● **Prompt**
All of the entries are to be printed exactly as they appear.
════════
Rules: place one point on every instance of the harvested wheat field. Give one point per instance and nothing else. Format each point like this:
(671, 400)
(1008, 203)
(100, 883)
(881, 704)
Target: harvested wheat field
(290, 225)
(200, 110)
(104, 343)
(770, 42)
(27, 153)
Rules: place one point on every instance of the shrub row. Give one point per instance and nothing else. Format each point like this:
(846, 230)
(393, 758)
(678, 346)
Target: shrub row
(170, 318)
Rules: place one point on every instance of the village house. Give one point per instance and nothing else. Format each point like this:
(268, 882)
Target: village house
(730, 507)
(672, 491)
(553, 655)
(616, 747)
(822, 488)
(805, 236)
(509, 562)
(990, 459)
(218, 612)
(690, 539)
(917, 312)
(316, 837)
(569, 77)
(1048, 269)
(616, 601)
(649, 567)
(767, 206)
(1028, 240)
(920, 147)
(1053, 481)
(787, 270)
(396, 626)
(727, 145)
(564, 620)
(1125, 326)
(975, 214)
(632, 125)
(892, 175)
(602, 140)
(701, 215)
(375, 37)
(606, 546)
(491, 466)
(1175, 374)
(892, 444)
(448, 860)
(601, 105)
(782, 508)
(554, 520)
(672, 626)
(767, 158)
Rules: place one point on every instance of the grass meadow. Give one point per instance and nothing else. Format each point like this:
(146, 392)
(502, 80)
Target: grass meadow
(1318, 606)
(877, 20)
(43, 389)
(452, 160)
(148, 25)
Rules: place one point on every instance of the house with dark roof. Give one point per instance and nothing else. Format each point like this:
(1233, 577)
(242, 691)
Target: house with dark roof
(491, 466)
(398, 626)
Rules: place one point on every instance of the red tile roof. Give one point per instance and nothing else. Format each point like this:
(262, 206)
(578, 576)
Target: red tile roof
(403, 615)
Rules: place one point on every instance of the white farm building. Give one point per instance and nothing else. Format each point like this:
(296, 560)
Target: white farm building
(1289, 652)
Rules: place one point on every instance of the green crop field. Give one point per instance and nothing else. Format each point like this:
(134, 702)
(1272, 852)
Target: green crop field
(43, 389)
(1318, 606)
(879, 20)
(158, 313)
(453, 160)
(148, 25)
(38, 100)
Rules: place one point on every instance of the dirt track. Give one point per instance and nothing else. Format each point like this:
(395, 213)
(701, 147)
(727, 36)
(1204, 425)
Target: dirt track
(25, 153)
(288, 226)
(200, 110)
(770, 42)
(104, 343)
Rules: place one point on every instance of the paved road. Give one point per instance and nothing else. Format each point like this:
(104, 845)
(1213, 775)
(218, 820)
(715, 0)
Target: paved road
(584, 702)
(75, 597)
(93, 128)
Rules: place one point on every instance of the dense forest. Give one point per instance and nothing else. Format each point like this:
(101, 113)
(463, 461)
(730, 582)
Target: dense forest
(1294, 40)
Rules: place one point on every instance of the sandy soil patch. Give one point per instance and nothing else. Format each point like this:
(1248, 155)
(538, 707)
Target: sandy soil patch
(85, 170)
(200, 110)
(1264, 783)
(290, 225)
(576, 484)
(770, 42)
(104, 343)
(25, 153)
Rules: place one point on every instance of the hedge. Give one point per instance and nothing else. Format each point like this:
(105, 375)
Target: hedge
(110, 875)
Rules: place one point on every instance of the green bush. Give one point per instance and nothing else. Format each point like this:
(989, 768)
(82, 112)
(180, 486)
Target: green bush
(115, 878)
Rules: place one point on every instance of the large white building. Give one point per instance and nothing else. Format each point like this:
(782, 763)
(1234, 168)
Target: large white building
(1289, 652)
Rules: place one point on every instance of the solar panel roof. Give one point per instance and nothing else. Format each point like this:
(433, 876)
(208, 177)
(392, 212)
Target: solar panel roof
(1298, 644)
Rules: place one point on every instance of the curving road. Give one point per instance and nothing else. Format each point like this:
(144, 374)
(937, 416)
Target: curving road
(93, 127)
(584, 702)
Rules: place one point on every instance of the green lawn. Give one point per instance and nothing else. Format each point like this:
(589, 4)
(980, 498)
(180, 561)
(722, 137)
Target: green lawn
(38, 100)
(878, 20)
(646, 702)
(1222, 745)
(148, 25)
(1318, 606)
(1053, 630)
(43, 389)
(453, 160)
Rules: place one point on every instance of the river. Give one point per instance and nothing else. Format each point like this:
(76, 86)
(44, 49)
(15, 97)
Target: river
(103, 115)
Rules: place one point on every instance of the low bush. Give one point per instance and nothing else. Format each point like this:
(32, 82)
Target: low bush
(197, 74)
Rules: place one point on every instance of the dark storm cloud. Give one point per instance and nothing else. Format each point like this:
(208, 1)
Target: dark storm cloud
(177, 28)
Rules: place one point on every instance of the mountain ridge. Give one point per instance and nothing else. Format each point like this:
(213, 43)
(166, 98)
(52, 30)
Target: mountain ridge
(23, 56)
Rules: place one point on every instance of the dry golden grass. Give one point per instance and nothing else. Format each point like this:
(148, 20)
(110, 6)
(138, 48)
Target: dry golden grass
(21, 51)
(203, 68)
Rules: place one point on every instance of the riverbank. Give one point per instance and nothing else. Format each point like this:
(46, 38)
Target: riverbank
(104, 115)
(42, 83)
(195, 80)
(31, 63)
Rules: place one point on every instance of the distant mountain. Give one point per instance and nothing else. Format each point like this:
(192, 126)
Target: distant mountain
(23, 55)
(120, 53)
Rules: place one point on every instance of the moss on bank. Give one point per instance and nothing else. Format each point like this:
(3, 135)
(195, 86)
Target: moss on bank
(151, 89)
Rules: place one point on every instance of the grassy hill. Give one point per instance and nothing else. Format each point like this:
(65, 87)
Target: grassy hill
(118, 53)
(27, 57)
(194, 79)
════════
● **Solution to this problem**
Rules: place one point on every instance of the harvested wheat field. Give one point per instance and nothing else. Format each point like this:
(671, 400)
(1008, 203)
(100, 883)
(881, 704)
Target: harvested wheat field
(290, 225)
(200, 110)
(104, 343)
(770, 42)
(27, 153)
Rules: place one point on every instance of the shrub row. Give one point per instance and nothing else. Format each point like this:
(846, 230)
(393, 758)
(678, 346)
Target: shrub row
(170, 318)
Rules: place one point on every instance of the village house. Give one point per instance and nothing else. Format each point like this:
(268, 882)
Target: village house
(730, 507)
(672, 491)
(553, 655)
(616, 747)
(822, 488)
(805, 236)
(509, 562)
(990, 459)
(218, 612)
(690, 539)
(917, 312)
(316, 837)
(569, 77)
(1048, 269)
(616, 601)
(649, 567)
(767, 206)
(1028, 240)
(920, 147)
(1053, 481)
(787, 270)
(396, 626)
(727, 145)
(564, 620)
(1125, 326)
(975, 214)
(632, 125)
(892, 175)
(602, 140)
(701, 215)
(375, 37)
(606, 546)
(491, 466)
(1175, 374)
(892, 444)
(448, 860)
(601, 105)
(782, 508)
(554, 520)
(672, 626)
(767, 158)
Rules: place one point on every instance of the grass meadow. Give one point per instance and nothing else. Format each point like this:
(146, 392)
(502, 80)
Target: grass meadow
(1318, 606)
(877, 20)
(43, 389)
(452, 160)
(148, 25)
Rules: place one point on every instance of the house with dark roof. Give one point per instance and nothing else. Format each point like this:
(1233, 577)
(242, 691)
Target: house with dark roof
(491, 466)
(398, 626)
Rules: place one point on every instance of the red tile roof. Give one point per instance and nothing else. Format each point like this:
(262, 206)
(578, 576)
Target: red tile roof
(403, 615)
Rules: place one point on every instance of the white farm building. Give one point per instance and nothing else. Format each point like this:
(296, 560)
Target: white farm building
(1289, 652)
Rules: place one point on every instance of the green crop field. Give one point per instance and nothing else. Format each point like this:
(134, 702)
(1272, 852)
Target: green crop field
(43, 389)
(1318, 606)
(879, 20)
(158, 313)
(453, 160)
(148, 25)
(38, 100)
Rules: place one point on every instance of the dirt track. Give one point per instance and nothing else. Format each point like this:
(395, 213)
(701, 147)
(727, 36)
(1204, 425)
Target: dirt track
(25, 153)
(288, 226)
(200, 110)
(770, 42)
(104, 343)
Rules: place one point on every instance of the paved road. Give one point per instance and nothing else. Format each point like this:
(104, 845)
(1213, 775)
(218, 820)
(715, 0)
Target: paved road
(584, 702)
(75, 597)
(93, 128)
Rules: place one point on every instance of the dense forest. Give one point per instance and nothing else. Format each point like this:
(101, 113)
(463, 461)
(730, 582)
Target: dense forest
(1294, 40)
Rules: place one point on every instance of the sandy soil patch. Give one point per instance and nothing else. Format each point like this:
(1248, 155)
(538, 707)
Target: sandy soil patch
(85, 170)
(200, 110)
(1264, 783)
(290, 225)
(576, 484)
(770, 42)
(104, 343)
(25, 153)
Rules: place one point on every instance of the hedge. Give one point per instance and nothing else. Format each point like this:
(105, 375)
Target: hedge
(110, 875)
Rules: place one point on every instance of the green bush. Give one point per instance and nothing else. Format each point like this:
(989, 768)
(82, 112)
(180, 486)
Target: green bush
(115, 878)
Rules: place one point on every instance of the large white building. Give one point per instance and nothing else. Format each point like this:
(782, 763)
(1234, 168)
Target: large white building
(1289, 652)
Rules: place one point on every instance of the solar panel roof. Give one point per instance and nothing else. Format each point like this:
(433, 876)
(208, 177)
(392, 212)
Target: solar panel roof
(1298, 644)
Rules: place one point on every instance of the curving road. Give one point per instance and nothing else. Format each point like this:
(144, 374)
(937, 416)
Target: curving road
(93, 127)
(584, 702)
Rules: place one point on every instance of the green lawn. Give one point per instance and nothing else. Format each point like this:
(589, 4)
(980, 498)
(180, 561)
(722, 137)
Target: green lawn
(38, 100)
(878, 20)
(646, 702)
(1222, 745)
(148, 25)
(1318, 606)
(1053, 630)
(43, 389)
(453, 160)
Rules: place one point on every instance of the river. Give one point per instance and nothing else. Format each point like this:
(76, 86)
(44, 49)
(15, 97)
Target: river
(103, 115)
Rules: place one point on every instance of the low bush. Give one point per instance and nothing else. Format each point like this:
(32, 82)
Target: low bush
(197, 74)
Rules: place one point on every instance of the dark storm cloud. Give one point per instance and nothing else. Format each point like this:
(208, 1)
Target: dark storm cloud
(177, 28)
Rules: place one point on every instance of the mountain ridge. Give one point per instance and nothing else. Format each point like this:
(213, 43)
(166, 98)
(52, 30)
Target: mountain ridge
(23, 56)
Rules: place one point on every instance of the dry golden grass. Give one point per instance and nothing else. Format each point like this:
(148, 20)
(110, 6)
(138, 48)
Target: dry golden grass
(21, 51)
(203, 68)
Rules: place one point on every instance of the riverbank. Give one point per instance and nothing else. Format each point like this:
(46, 38)
Target: riverbank
(104, 115)
(42, 83)
(195, 80)
(31, 63)
Rules: place one point on every instance of the distant mountain. Give one point per instance and nothing else. Format each point like this:
(192, 126)
Target: distant mountain
(23, 55)
(120, 53)
Rules: place one point on every instance of the moss on bank. Give one point per instance and nothing else. Format each point like this:
(3, 135)
(195, 86)
Target: moss on bank
(151, 89)
Rules: place one point on every instance of the grassy hill. Give one point per instance and nothing else. Format each point like this:
(65, 87)
Target: grassy hill
(118, 53)
(27, 57)
(194, 79)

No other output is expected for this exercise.